# Source extract
Start of Block
You won’t find sensitive skin in a medical textbook. But if you have it, you know it! Sensitive skin can sting, itch and burn for seemingly no reason or break out in an irksome and all too noticeable rash. It can be provoked by environmental conditions like heat or cold or riled by ingredients in makeup and skin care products. And it can be irritated by or allergic to whatever’s causing these visible or invisible reactions.
As you can see, sensitive skin can be hard to pin down. But there’s lots you can do to help keep temperamental skin calm and clear.
For years, most dermatologists didn’t take sensitive skin too seriously. But that’s changing. Sensitive skin is common and is finally receiving serious attention.
There’s no hard and fast definition of sensitive skin. That’s why you’re the best judge of whether you have it. “Anytime I put something on my skin, I break out!”, is an often heard complaint of people with sensitive skin.
End of Block
# What this exercise asks
(a) Transcribe the passage on sensitive skin from "As you can see, sensitive" to "receiving serious attention.".
(b) Continue the passage on sensitive skin, beginning after its final sentence.

# Provided material
Start of Block
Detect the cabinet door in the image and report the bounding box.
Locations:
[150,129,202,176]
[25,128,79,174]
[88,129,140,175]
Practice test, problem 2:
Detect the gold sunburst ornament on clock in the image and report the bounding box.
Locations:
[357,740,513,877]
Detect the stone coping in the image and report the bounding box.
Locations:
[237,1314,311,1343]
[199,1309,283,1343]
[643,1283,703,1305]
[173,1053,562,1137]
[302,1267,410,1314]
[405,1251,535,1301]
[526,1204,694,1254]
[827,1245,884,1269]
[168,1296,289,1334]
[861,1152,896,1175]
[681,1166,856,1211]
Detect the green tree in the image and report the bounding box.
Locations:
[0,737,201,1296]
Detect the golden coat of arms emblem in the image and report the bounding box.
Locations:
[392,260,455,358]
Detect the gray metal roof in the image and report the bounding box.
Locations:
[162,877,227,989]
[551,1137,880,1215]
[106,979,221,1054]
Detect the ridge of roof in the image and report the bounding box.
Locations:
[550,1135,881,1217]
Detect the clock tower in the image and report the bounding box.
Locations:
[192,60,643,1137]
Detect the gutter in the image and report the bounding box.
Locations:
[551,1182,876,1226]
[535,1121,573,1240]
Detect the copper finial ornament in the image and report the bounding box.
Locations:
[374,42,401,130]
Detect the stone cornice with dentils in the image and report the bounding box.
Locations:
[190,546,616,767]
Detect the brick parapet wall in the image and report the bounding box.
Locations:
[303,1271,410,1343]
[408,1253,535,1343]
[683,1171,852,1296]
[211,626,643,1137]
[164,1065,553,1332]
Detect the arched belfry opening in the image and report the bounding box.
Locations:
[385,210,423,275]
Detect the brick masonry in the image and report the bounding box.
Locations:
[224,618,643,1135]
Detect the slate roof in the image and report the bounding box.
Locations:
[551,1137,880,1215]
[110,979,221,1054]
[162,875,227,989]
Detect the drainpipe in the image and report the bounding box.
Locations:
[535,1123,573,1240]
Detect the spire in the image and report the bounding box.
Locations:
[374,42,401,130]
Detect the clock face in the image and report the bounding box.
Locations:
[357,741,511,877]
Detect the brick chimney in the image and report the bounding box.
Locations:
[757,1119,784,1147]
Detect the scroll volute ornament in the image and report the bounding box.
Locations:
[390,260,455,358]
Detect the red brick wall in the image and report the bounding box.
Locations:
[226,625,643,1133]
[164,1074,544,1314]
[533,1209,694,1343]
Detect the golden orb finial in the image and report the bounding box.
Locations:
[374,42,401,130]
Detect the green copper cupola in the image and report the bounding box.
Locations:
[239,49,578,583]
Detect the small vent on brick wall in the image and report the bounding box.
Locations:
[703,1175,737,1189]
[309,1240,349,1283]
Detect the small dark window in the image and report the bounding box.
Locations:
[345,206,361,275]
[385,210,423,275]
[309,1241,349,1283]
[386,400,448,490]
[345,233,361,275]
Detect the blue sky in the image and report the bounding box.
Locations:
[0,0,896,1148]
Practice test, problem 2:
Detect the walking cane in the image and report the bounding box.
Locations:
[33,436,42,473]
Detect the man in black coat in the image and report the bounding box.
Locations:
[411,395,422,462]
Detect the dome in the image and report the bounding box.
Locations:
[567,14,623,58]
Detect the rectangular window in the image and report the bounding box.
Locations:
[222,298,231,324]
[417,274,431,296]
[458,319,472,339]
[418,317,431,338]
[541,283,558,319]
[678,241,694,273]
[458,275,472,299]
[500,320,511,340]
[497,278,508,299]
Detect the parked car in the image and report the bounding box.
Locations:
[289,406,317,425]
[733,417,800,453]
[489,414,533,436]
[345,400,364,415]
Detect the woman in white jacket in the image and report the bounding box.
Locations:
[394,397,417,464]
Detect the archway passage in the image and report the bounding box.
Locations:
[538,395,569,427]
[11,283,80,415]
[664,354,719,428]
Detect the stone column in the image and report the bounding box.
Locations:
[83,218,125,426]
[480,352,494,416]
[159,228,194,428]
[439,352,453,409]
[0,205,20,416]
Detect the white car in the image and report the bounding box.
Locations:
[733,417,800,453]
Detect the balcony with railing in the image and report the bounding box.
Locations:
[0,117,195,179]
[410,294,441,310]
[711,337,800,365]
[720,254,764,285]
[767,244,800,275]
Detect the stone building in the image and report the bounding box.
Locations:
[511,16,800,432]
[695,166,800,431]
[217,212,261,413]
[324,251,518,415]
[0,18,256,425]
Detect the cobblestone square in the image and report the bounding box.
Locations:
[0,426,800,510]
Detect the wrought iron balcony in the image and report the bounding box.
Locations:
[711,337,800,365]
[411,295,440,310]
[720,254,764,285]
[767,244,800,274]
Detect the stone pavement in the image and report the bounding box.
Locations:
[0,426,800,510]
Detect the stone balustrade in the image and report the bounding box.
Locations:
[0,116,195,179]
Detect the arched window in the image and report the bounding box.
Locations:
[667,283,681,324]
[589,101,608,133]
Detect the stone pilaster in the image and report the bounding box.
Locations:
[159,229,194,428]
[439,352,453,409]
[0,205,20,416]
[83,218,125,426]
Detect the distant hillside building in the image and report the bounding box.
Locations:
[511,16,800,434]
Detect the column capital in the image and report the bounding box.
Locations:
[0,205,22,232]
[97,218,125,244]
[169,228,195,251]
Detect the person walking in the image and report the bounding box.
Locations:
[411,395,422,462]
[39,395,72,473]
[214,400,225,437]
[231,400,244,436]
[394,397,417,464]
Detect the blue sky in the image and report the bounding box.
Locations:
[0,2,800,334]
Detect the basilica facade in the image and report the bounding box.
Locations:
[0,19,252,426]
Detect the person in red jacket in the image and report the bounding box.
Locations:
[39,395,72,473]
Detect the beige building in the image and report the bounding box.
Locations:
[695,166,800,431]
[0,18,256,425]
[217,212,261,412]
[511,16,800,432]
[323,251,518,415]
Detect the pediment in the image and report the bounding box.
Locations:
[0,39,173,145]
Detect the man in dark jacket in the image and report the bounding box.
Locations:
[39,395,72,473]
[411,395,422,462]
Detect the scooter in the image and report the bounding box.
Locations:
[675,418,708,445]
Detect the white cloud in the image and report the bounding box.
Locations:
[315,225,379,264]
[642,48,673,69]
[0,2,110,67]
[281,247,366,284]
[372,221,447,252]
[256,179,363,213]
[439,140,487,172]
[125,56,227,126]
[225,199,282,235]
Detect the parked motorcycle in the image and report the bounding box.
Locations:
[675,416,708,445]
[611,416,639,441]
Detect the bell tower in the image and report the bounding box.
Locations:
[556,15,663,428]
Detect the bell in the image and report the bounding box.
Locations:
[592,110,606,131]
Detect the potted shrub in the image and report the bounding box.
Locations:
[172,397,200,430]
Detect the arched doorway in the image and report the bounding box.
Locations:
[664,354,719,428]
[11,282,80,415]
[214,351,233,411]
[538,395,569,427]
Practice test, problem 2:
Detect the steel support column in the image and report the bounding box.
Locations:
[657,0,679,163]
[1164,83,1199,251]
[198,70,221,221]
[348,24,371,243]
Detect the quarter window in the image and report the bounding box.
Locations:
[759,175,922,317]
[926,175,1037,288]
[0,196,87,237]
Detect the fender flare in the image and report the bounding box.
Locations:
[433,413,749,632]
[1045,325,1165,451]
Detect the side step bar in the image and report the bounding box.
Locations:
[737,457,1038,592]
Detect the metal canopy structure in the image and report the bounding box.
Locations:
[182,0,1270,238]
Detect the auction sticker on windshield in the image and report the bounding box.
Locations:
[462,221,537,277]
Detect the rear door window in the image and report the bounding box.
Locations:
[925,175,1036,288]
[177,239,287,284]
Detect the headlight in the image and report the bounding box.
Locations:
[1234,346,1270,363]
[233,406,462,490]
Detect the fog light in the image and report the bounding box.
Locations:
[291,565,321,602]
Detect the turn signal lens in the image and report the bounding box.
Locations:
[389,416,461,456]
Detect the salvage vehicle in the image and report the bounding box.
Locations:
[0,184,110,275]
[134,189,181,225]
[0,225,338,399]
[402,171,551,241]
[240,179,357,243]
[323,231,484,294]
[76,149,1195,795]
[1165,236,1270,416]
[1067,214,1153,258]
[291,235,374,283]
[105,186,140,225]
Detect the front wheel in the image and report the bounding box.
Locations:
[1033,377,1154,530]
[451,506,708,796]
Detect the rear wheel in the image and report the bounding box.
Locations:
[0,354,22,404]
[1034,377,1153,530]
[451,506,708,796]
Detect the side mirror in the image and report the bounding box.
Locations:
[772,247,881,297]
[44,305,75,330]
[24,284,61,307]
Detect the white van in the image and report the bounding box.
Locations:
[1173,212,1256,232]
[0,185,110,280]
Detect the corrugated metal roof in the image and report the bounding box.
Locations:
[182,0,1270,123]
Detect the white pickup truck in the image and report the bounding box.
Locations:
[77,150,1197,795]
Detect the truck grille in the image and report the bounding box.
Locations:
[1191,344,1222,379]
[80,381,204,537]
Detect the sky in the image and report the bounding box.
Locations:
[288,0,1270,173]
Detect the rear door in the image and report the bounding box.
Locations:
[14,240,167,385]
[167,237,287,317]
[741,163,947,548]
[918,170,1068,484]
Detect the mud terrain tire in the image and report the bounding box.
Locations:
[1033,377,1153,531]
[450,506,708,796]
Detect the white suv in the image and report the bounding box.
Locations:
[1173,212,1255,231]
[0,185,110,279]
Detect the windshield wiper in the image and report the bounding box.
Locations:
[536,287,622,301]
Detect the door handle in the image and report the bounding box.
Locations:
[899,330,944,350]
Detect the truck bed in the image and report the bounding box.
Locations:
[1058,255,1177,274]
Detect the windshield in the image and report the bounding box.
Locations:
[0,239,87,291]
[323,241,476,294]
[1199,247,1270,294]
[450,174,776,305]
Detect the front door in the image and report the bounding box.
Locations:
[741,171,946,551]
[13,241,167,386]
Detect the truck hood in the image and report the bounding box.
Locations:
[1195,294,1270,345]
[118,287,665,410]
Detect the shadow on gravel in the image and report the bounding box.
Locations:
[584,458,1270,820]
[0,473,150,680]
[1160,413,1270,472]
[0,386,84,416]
End of Block
# Answers
(a)
As you can see, sensitive skin can be hard to pin down. But there’s lots you can do to help keep temperamental skin calm and clear.
For years, most dermatologists didn’t take sensitive skin too seriously. But that’s changing. Sensitive skin is common and is finally receiving serious attention.

(b)
According to some dermatologists, sensitive skin has certain characteristics: It’s easily irritated by environmental factors like dust and eczema and reacts to certain cosmetic ingredients with irritation or allergy. Sensitive skin is likely to be even more sensitive if it’s affected by another skin condition like seborrheic dermatitis or rosacea.
Winter cold, summer heat, dry air and dust can all provoke sensitive skin. So try to calm your hide by adjusting your environment.
Come in from the cold. Your skin feels more sensitive during the winter because it gets dry and dehydrated. If cold weather aggravates your skin, follow a routine for dry skin. You might also use a humidifier to help keep the air-and your skin-moist.
Beat the heat. Your own perspiration can irritate your skin, so try to keep your environment cool. But don’t park yourself too close to a fan or air conditioner. High-airflow environment can have a terribly drying effect on skin.
Also, consider skipping foundation in hot weather. Face makeup can block your pores, prevent your perspiration from evaporating and possibly trigger a breakout.
Keep your guard up. House dust, molds, grasses, mildew and pet dander can make sensitive skin go haywire. So keep an eye out for potential trigger factors.
Soften your water. Use a water softener if you live in a hard water area. Removing excess minerals from the water may improve its rinsability, washing away cleaner residue that-if left on your face-can rile sensitive skin.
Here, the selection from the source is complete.